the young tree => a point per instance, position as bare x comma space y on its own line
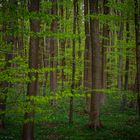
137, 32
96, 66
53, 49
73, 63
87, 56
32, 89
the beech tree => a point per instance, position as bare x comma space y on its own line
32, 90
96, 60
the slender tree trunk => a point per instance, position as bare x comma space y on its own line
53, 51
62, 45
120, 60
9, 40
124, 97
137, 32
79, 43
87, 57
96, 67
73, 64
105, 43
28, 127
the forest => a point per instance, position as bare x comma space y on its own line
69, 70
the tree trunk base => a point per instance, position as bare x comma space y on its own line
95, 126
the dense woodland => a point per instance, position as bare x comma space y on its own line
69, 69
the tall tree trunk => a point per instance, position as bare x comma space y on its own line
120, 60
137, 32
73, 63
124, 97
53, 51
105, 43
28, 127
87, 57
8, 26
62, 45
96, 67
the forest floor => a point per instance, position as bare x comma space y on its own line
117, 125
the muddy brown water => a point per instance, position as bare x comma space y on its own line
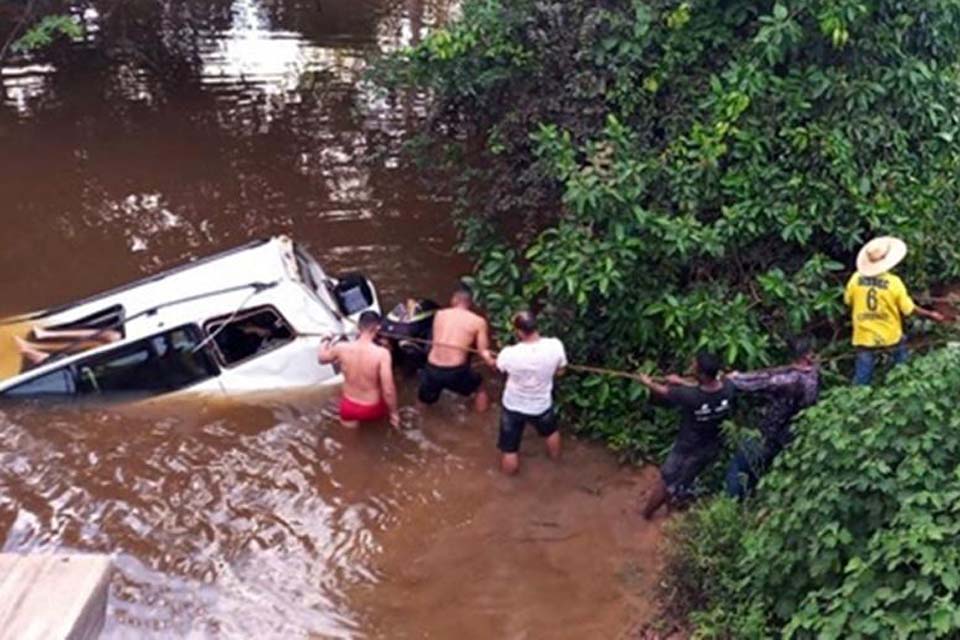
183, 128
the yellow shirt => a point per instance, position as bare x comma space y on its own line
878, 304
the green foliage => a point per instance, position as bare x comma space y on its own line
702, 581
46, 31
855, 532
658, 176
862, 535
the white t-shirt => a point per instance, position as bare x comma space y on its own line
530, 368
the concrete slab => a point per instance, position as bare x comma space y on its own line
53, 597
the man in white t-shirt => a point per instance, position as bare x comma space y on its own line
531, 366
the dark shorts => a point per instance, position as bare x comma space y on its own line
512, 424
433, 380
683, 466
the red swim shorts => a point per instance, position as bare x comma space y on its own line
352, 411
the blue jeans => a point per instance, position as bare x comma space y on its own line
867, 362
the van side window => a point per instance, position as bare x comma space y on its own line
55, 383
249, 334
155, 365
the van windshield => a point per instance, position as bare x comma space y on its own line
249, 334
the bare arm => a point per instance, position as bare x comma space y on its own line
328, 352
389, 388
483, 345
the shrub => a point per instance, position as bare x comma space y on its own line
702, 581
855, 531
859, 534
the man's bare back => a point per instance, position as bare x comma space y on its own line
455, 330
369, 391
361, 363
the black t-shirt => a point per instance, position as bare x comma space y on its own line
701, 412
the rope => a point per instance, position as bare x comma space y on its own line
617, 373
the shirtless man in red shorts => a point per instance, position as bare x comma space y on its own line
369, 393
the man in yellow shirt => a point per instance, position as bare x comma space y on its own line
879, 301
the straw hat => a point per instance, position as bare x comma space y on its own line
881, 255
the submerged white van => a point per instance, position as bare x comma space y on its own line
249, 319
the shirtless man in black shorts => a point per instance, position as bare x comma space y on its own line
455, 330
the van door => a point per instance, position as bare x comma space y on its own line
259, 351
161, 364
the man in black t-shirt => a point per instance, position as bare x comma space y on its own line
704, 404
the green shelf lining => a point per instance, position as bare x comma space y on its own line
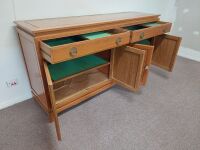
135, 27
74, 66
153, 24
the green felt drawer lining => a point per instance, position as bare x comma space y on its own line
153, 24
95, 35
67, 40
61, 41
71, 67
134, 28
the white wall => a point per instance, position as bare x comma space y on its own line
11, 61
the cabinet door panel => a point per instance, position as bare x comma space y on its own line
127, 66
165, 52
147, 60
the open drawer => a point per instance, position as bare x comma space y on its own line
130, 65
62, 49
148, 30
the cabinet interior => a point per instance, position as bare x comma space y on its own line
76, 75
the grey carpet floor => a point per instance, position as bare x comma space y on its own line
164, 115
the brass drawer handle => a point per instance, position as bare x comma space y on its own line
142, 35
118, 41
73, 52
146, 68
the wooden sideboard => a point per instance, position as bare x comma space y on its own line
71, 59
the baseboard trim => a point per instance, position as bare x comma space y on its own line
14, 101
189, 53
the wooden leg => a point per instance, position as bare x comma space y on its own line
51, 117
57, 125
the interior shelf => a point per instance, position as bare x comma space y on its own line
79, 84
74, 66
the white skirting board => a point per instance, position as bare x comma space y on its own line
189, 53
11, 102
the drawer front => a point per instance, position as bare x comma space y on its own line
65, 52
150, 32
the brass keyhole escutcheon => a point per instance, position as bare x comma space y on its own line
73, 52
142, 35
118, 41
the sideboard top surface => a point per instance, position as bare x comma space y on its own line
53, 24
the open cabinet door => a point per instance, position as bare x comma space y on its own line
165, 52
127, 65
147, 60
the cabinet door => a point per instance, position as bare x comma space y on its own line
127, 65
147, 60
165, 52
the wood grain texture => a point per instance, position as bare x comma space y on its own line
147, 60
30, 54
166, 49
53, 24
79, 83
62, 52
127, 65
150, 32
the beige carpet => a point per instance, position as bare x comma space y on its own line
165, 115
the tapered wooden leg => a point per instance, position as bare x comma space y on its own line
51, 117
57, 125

-=-=-

- Activity
Set down the data above word for word, leaving every picture out.

- Answer to this exercise
the young tree => a point per instance, position as bare x comma space y on its own line
137, 32
96, 66
53, 49
73, 63
87, 56
32, 89
the beech tree => a point per instance, position as bare x comma space y on its own line
32, 90
96, 60
the slender tree trunk => a point per instance, position as bare x comma space y on its own line
53, 51
62, 45
120, 60
9, 40
124, 97
137, 32
79, 43
87, 57
96, 67
73, 64
105, 43
28, 127
the forest => a point per instance, position as bare x comma space y on its own line
69, 70
the tree trunk base => a point per instance, position as bare x comma space y on its own line
95, 126
the dense woodland => a point per instance, position as bare x comma space y on its own line
69, 69
the tall tree trunk => a point per instance, position as bare x comma space y on its own line
120, 60
137, 32
73, 63
124, 97
53, 51
105, 43
28, 127
87, 57
8, 26
62, 45
96, 67
the forest floor => a point per instance, position as bare x comma space y on its own line
117, 125
the muddy brown water => a point per instance, position as bare x comma space y on its own line
183, 128
the yellow shirt => a point per instance, position as bare x comma space y on its own line
878, 304
the green foliage => a point per instance, position as bare x comma space y on its own line
702, 581
46, 31
855, 532
658, 176
862, 535
the white t-shirt => a point per instance, position as bare x comma space y on its own line
530, 368
the concrete slab => a point per instance, position as bare x comma space y on its own line
53, 597
the man in white t-shirt => a point per instance, position as bare x comma space y on its own line
531, 366
the dark shorts => a point per instance, position as bare x comma space y on its own line
512, 424
433, 380
683, 466
the red swim shorts => a point per instance, position as bare x comma space y on its own line
352, 411
the blue jeans => a point per instance, position as bare x comma space y on its own line
867, 362
the van side window => a point per instance, position as bare x comma space y on its own line
55, 383
249, 334
155, 365
the van windshield => a point per instance, position as bare x comma space y on its own line
249, 334
the bare arm => a point per instance, position as bare x comma space y on its own line
328, 352
389, 388
483, 345
the shrub => a point per instance, position as bare x comma space y on its own line
702, 581
855, 531
859, 534
the man's bare back => a point per instance, position as bare x comma space y on its own line
455, 330
369, 391
361, 363
the black t-shirt => a point per instance, position as bare x comma space y on its own line
701, 412
the rope => a point per instance, position as bare x comma space y on its own line
617, 373
the shirtless man in red shorts => a point per instance, position as bare x comma space y on its own line
369, 393
the man in yellow shirt => a point per instance, position as bare x comma space y on its own line
879, 301
the straw hat => a point per instance, position as bare x comma space y on its own line
881, 255
the submerged white van => a point per instance, position as bare x comma space y on its own line
249, 319
the shirtless man in black shorts => a point per instance, position as bare x comma space y on its own line
455, 330
the van door => a point per instance, position as bare x comma space y on its own line
259, 351
161, 364
the man in black t-shirt => a point per instance, position as bare x comma space y on its own line
704, 404
the green shelf lining => a point per instance, position as bare x comma space y on its own line
135, 27
74, 66
153, 24
the green felt drawer lining => a point per instance, position as bare x comma space y on its own line
153, 24
95, 35
67, 40
61, 41
71, 67
134, 28
the white wall => a point per instance, position as bare x comma space y on its own line
11, 61
the cabinet door panel => a point per instance, position as bare x comma space y on its own line
127, 66
165, 52
147, 60
the open drawer => a point per instance, position as bare x comma space y on its own line
130, 65
62, 49
148, 30
the cabinet interior => a point per instance, position as bare x comma space y on its own line
76, 75
the grey carpet floor => a point per instance, position as bare x comma space y on its own line
164, 115
the brass drawer handle => a point per instance, position as bare x comma space y on its own line
142, 35
118, 41
73, 52
146, 68
the wooden sideboard => a point per instance, position as bare x comma space y on its own line
71, 59
the baseboard trim => a point per instance, position as bare x comma space y on its own line
14, 101
189, 53
the wooden leg => a point per instance, position as bare x comma space y on its own line
51, 117
57, 125
the interior shelf => a point per instance, position as bare x comma space y on its own line
79, 84
74, 66
the white skirting board => a point per instance, position as bare x comma space y on its own line
189, 53
11, 102
the drawer front => a point per instance, position as bare x comma space y on its own line
65, 52
150, 32
the brass keyhole escutcheon => a point per instance, position as bare x comma space y on its own line
73, 52
142, 35
118, 41
the sideboard top surface => a point per instance, position as bare x comma space y on its own line
53, 24
the open cabinet door => a point per instance, position as bare x comma space y on its own line
165, 52
127, 65
147, 60
the cabinet door => a point per instance, position as bare x comma space y on its own line
127, 65
147, 60
165, 52
the wood grain texture => a point per instance, position as bare x comma space y on its own line
147, 60
30, 54
166, 49
53, 24
79, 83
62, 52
127, 65
150, 32
the beige carpet => a point per instance, position as bare x comma space y on its own line
165, 115
the tapered wooden leg => a point per instance, position as bare x comma space y on its own line
51, 117
57, 125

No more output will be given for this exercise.